Zu untersuchender Text:
· · · · · · ·
Alter, Dauer und Häufigkeit des Zugangs zu kommunikativen Praktiken, sozialer Bedarf, Motivation und Einstellung zur (Zweit-/Fremd) Sprache sind zentrale Faktoren des Lernerfolgs. Beispiel: Bei Kindern finden wir einen unmittelbareren kommunikativen Zugang, wenig Fehlerhemmungen, eine noch nicht fest geprägte Identität, starke soziale Motivation und kaum ein Einfrieren des Zweitspracherwerbs wie bei Erwachsenen der ersten Generation. Erwachsene beobachten sich stärker beim Sprechen, bilden expliziter Pläne aus, wenn sie unsicher sind, möchten Fehler vermeiden und das eigene Image bewahren.
· · · · · · ·
Rohdaten:
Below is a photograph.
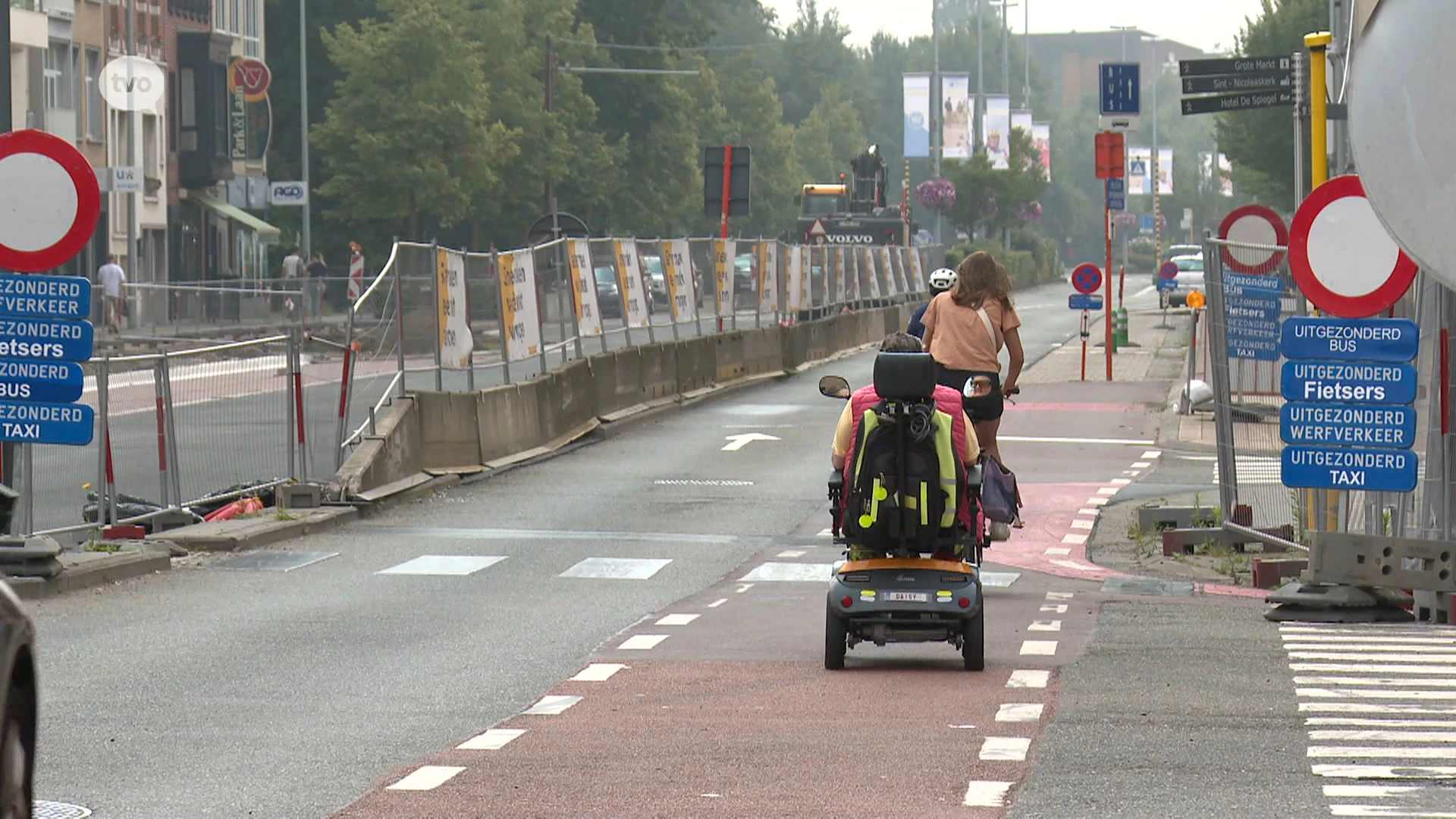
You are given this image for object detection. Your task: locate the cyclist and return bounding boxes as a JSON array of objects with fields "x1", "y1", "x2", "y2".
[{"x1": 907, "y1": 267, "x2": 956, "y2": 340}]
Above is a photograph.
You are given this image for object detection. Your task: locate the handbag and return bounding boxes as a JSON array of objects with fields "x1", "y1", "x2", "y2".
[{"x1": 981, "y1": 455, "x2": 1021, "y2": 523}]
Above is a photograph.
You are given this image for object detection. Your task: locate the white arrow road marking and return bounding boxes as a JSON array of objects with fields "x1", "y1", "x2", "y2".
[{"x1": 723, "y1": 433, "x2": 780, "y2": 452}]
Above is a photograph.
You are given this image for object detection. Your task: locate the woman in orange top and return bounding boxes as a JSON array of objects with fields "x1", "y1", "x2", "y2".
[{"x1": 921, "y1": 251, "x2": 1027, "y2": 462}]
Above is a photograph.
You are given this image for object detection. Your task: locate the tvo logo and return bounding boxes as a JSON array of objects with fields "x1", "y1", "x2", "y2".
[{"x1": 100, "y1": 57, "x2": 168, "y2": 111}]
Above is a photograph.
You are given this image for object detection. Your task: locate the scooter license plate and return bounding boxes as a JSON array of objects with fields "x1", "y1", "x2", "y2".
[{"x1": 885, "y1": 592, "x2": 930, "y2": 604}]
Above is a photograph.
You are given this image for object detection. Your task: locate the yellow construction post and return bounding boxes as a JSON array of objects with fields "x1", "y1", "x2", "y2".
[{"x1": 1304, "y1": 30, "x2": 1339, "y2": 532}]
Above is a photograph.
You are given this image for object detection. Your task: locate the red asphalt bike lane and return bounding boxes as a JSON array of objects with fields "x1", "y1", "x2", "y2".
[{"x1": 328, "y1": 381, "x2": 1263, "y2": 819}]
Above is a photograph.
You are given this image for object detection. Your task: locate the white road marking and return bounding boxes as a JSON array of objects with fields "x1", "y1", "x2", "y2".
[
  {"x1": 996, "y1": 702, "x2": 1046, "y2": 723},
  {"x1": 556, "y1": 557, "x2": 673, "y2": 580},
  {"x1": 738, "y1": 561, "x2": 834, "y2": 583},
  {"x1": 980, "y1": 736, "x2": 1031, "y2": 762},
  {"x1": 1309, "y1": 745, "x2": 1456, "y2": 759},
  {"x1": 521, "y1": 694, "x2": 581, "y2": 716},
  {"x1": 1021, "y1": 640, "x2": 1057, "y2": 657},
  {"x1": 571, "y1": 663, "x2": 626, "y2": 682},
  {"x1": 1006, "y1": 669, "x2": 1051, "y2": 688},
  {"x1": 374, "y1": 555, "x2": 505, "y2": 577},
  {"x1": 1309, "y1": 730, "x2": 1456, "y2": 742},
  {"x1": 996, "y1": 436, "x2": 1153, "y2": 446},
  {"x1": 965, "y1": 780, "x2": 1016, "y2": 808},
  {"x1": 456, "y1": 729, "x2": 526, "y2": 751},
  {"x1": 384, "y1": 765, "x2": 464, "y2": 790}
]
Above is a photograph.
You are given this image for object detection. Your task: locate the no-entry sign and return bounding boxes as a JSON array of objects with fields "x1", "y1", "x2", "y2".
[
  {"x1": 0, "y1": 130, "x2": 100, "y2": 272},
  {"x1": 1072, "y1": 262, "x2": 1102, "y2": 293},
  {"x1": 1219, "y1": 206, "x2": 1288, "y2": 274},
  {"x1": 1288, "y1": 174, "x2": 1417, "y2": 319}
]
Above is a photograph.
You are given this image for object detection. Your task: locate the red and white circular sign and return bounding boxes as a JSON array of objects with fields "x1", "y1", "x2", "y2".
[
  {"x1": 0, "y1": 130, "x2": 100, "y2": 272},
  {"x1": 1288, "y1": 174, "x2": 1417, "y2": 319},
  {"x1": 1219, "y1": 206, "x2": 1288, "y2": 275}
]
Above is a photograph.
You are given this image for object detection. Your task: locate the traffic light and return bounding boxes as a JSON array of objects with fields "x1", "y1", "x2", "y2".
[{"x1": 703, "y1": 146, "x2": 753, "y2": 218}]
· · · · · · ·
Aufgabe 1:
Beantworte zum Text über den Zweitspracherwerb diese drei Fragen:
(a) Welche Faktoren gelten dort als zentral für den Lernerfolg?
(b) Was geschieht bei Kindern kaum, anders als bei Erwachsenen der ersten Generation?
(c) Was wollen Erwachsene vermeiden, und was wollen sie bewahren?
Aufgabe 2: Bitte gib einen Abschnitt aus dem Text über den Zweitspracherwerb wörtlich wieder: Setze bei den Worten "Alter, Dauer und" ein und höre nach den Worten "eigene Image bewahren." auf.

Antwort 1:
(a) Alter, Dauer und Häufigkeit des Zugangs zu kommunikativen Praktiken, sozialer Bedarf, Motivation und Einstellung zur (Zweit-/Fremd-)Sprache.
(b) Ein Einfrieren des Zweitspracherwerbs.
(c) Sie wollen Fehler vermeiden und das eigene Image bewahren.

Antwort 2:
Alter, Dauer und Häufigkeit des Zugangs zu kommunikativen Praktiken, sozialer Bedarf, Motivation und Einstellung zur (Zweit-/Fremd) Sprache sind zentrale Faktoren des Lernerfolgs. Beispiel: Bei Kindern finden wir einen unmittelbareren kommunikativen Zugang, wenig Fehlerhemmungen, eine noch nicht fest geprägte Identität, starke soziale Motivation und kaum ein Einfrieren des Zweitspracherwerbs wie bei Erwachsenen der ersten Generation. Erwachsene beobachten sich stärker beim Sprechen, bilden expliziter Pläne aus, wenn sie unsicher sind, möchten Fehler vermeiden und das eigene Image bewahren.